DOCUMENT PASSAGE |
Stem cells are the perpetual adolescents of the cellular world, uncommitted to any cell fate. In principle, they can be programmed to differentiate into any mature cell type, holding the promise of regenerating tissues and organs. A fuller understanding of their biology, however, is needed.
Our finding provides a better understanding of the complexity of how the stem cell state is regulated, says Eva M. Hernando-Monge, PhD, associate professor of pathology and a member of the Helen L. and Martin S. Kimmel Center for Stem Cell Biology at NYU Langone Medical Center.
The newly identified stem cell factor is BRD4, a protein associated with several cancers and the target of prospective therapies currently in clinical trials. In 2013, Dr. Hernando-Monge and colleagues found that BRD4 is overexpressed in melanoma cells and helps sustain their proliferation, whereas inhibiting BRD4 greatly slows their growth. The protein appeared to drive cancer in part by keeping cancer cells in a relatively immature, stem cell-like state. Intrigued, Dr. Hernand-Monge wanted to find out what role the protein played in actual stem cells.

MATERIAL PROVIDED |
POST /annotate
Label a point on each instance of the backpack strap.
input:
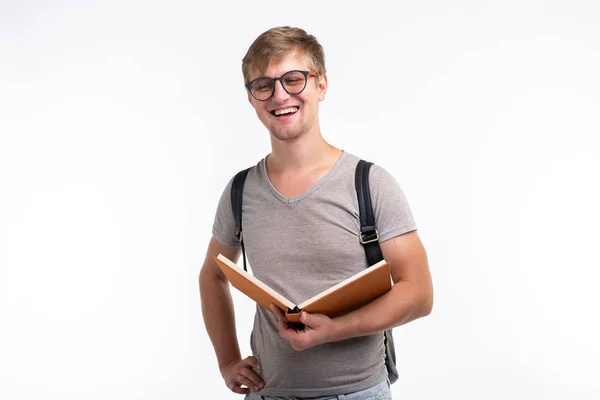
(368, 236)
(237, 193)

WORK INSTRUCTION |
Rewrite the stem cell passage between "Stem cells are" and "however, is needed.", inclusive, putting "teenagers" in place of "adolescents".

RESPONSE |
Stem cells are the perpetual teenagers of the cellular world, uncommitted to any cell fate. In principle, they can be programmed to differentiate into any mature cell type, holding the promise of regenerating tissues and organs. A fuller understanding of their biology, however, is needed.